══ Source document

Monday, March 30th, 2020 00:00 | By
Health CS Mutahi Kagwe addresses the media at Harambee House, in Nairobi. Photo/PD/JOHN OCHIENG

Eric Wainaina 

Dagoretti South MP John Kiarie  (popularly known as KJ) was yesterday summoned by police for allegedly peddling lies on coronavirus pandemic even as government warned that anyone who perpetuates falsehood will face the full force of the law.

Kiarie was summoned to Kabete Police Station where he was briefly held.

The MP, is reported to have claimed that about 7,000 people were being quarantined at a school in his constituency.

“We have 7,000 Kenyans in quarantine who arrived back between Wednesday and Sunday.

In Dagoretti South constituency, we are hosting them at Lenana School and Kinyanjui Tech.

How they got there and the chaos therein is a story for another day,”  the MP tweeted yesterday.

And in his daily update on the disease yesterday evening, Health Cabinet Secretary Mutahi Kagwe warned the law would catch up with anyone peddling lies about Covid-19 and causing unnecessary panic.

Without mentioning Kiarie’s name, Kagwe said its was wrong for leaders to perpetuate falsehoods.

The CS said there were are only 2,050 people quarantined in 14 facilities. He also announced that four more cases had been confirmed, bringing the total to 42. The number of the contact persons had risen to 1,426, he said.

More facilities

“Trying to gain political mileage out of a disease is as immoral as anyone could ever imagine.

It is the worst of what we can see in terms of political maneuver. It’s wrong, it symbolises everything that is wrong in our society,” Kagwe said.

At the same time, the Cabinet Secretary said the government was expanding isolation centre capacity in the counties and invited the private sector and communities to identify areas that can be used as isolation centres should the numbers exceed the capacity of existing facilities.

════
══ Recorded data

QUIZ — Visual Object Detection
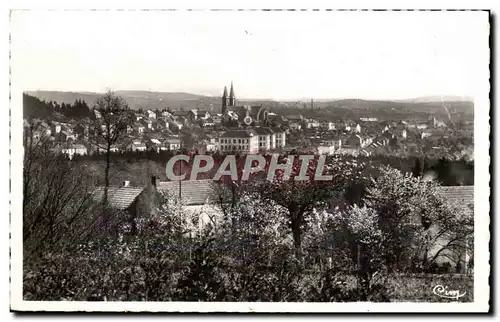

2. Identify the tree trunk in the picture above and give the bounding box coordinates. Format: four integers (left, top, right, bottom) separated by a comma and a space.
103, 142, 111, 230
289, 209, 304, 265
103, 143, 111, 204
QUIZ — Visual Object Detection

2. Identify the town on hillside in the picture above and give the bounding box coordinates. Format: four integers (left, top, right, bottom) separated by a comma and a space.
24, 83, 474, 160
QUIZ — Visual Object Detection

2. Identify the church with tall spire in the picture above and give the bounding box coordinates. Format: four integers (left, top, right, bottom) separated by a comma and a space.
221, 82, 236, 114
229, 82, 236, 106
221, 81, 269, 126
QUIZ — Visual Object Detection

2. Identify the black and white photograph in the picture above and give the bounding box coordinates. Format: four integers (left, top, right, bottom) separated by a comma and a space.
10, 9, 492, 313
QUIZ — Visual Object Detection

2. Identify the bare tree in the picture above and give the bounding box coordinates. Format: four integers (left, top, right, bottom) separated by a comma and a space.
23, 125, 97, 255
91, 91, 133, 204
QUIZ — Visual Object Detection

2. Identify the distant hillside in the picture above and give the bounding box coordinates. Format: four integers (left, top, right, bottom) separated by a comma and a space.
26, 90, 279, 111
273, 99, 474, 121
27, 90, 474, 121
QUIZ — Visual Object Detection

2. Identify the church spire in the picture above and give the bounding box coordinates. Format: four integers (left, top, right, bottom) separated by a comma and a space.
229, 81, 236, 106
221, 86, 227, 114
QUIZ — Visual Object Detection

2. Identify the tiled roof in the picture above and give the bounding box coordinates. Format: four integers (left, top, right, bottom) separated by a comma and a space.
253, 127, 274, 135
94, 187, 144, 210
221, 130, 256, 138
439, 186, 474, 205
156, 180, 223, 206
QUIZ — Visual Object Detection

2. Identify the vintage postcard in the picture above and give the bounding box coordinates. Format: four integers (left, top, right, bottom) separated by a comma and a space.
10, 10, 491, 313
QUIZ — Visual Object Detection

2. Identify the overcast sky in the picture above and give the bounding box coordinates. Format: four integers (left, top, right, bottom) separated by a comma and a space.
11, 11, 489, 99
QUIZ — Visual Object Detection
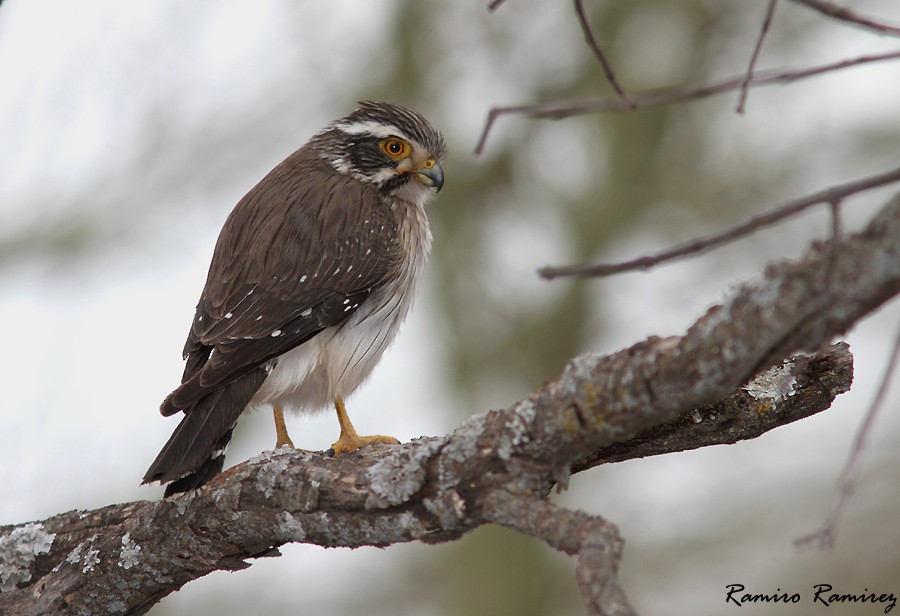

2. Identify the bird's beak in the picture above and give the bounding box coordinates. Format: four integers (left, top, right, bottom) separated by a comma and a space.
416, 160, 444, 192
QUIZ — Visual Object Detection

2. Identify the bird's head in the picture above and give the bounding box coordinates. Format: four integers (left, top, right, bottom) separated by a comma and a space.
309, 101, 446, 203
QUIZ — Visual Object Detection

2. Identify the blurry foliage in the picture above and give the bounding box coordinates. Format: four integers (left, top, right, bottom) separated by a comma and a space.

════
══ Recorded data

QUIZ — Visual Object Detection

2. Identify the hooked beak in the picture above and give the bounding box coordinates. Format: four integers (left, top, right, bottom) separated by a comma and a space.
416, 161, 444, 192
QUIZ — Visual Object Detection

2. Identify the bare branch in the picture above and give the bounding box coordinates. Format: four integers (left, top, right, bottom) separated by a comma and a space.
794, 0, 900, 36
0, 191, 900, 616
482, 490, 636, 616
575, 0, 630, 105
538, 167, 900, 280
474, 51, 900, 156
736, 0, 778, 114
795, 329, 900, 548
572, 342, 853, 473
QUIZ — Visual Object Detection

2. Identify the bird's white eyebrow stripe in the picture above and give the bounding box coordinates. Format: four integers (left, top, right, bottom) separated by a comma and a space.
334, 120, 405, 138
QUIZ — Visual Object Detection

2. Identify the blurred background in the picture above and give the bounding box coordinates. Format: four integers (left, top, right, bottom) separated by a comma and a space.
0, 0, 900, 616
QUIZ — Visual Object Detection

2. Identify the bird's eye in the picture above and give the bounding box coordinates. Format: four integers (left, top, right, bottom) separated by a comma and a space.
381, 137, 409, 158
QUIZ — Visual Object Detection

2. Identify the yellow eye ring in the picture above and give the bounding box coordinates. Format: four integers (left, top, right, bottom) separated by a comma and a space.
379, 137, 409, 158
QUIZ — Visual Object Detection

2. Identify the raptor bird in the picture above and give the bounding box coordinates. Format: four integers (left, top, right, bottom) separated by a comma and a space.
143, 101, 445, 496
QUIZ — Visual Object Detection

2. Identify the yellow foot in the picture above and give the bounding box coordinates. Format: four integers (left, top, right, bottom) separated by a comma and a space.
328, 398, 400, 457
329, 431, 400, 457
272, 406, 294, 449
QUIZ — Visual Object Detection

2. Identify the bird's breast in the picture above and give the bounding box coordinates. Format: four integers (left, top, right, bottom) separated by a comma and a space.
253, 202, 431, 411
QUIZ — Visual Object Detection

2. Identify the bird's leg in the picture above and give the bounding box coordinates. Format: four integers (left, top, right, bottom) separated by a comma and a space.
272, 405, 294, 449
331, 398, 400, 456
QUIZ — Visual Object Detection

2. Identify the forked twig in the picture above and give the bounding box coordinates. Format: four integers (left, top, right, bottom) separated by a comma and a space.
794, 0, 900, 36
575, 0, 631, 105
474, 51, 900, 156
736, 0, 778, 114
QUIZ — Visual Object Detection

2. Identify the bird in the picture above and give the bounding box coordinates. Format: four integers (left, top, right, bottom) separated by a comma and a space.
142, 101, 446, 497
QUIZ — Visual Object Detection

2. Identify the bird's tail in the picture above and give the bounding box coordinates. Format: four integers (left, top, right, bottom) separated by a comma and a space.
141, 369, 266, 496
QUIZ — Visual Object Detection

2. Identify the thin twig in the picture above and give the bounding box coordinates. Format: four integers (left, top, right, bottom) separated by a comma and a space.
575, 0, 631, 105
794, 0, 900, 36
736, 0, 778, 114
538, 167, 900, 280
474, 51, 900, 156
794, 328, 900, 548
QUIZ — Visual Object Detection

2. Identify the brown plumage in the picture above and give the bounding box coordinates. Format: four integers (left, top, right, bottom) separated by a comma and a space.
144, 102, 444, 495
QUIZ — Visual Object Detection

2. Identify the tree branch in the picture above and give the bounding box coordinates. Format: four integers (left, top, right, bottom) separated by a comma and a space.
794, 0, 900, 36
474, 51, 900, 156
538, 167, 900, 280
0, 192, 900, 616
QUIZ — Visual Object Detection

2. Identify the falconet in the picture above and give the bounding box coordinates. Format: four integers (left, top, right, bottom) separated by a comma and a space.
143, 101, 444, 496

════

#### [Activity 1]
Switch "Kabete Police Station" to "Kilimani Police Station" and write out the article on the MP's summons from "Eric Wainaina" to "in his constituency.".
#### [Activity 2]
Using the article, answer:
(a) Which police station was Kiarie summoned to?
(b) How many people did the CS say were quarantined, and in how many facilities?
(c) What was the total number of confirmed cases after the four new ones?
Rely only on the article for this work.

#### [Written response 1]
Eric Wainaina 

Dagoretti South MP John Kiarie  (popularly known as KJ) was yesterday summoned by police for allegedly peddling lies on coronavirus pandemic even as government warned that anyone who perpetuates falsehood will face the full force of the law.

Kiarie was summoned to Kilimani Police Station where he was briefly held.

The MP, is reported to have claimed that about 7,000 people were being quarantined at a school in his constituency.

#### [Written response 2]
(a) Kabete Police Station
(b) 2,050 people in 14 facilities
(c) 42